Return each line below that contains the string "corner", treating uppercase and lowercase letters as different.

### The records ###

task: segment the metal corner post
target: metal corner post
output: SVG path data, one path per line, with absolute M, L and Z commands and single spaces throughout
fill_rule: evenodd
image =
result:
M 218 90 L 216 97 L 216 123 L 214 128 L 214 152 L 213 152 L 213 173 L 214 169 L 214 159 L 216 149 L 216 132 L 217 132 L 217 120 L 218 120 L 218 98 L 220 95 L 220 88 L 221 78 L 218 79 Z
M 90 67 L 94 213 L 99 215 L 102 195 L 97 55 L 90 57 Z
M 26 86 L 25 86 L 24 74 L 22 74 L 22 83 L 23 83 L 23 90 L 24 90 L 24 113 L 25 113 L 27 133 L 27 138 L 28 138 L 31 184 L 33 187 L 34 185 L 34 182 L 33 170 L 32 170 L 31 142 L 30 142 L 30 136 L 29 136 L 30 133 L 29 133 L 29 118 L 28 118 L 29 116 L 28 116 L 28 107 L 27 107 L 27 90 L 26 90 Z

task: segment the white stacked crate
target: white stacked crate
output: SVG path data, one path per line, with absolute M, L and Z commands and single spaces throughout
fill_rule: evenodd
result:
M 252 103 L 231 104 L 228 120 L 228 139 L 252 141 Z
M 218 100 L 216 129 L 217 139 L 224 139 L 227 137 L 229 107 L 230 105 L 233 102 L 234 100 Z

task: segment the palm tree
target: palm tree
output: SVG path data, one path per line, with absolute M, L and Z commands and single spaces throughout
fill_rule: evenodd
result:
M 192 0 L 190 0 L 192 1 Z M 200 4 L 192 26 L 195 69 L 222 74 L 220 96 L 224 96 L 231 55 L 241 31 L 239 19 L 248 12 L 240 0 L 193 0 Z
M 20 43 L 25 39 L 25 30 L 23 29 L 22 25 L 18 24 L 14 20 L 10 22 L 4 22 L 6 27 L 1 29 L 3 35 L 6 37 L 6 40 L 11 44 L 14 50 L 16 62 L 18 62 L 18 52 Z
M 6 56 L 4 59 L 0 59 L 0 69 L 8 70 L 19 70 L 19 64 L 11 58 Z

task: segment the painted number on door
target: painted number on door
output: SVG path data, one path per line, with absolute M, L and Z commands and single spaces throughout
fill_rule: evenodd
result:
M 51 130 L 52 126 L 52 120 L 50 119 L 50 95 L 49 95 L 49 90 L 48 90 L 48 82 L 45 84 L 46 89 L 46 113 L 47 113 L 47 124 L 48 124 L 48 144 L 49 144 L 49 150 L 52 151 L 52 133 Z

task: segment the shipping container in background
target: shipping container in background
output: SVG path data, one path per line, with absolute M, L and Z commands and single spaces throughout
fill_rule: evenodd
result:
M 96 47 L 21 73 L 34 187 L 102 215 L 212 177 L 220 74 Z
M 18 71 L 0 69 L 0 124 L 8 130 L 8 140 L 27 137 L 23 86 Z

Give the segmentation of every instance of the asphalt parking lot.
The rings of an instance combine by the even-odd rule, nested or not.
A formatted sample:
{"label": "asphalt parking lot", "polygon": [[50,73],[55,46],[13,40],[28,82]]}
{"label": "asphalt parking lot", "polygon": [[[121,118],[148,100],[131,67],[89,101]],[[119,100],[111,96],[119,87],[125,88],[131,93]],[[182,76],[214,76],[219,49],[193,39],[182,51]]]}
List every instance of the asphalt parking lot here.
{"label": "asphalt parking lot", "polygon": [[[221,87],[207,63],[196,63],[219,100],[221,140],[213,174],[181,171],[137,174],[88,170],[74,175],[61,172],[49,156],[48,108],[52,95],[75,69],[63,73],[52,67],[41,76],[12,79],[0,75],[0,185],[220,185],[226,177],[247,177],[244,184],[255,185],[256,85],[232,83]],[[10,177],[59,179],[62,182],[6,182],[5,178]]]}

###

Task output:
task: segment the metal corner post
target: metal corner post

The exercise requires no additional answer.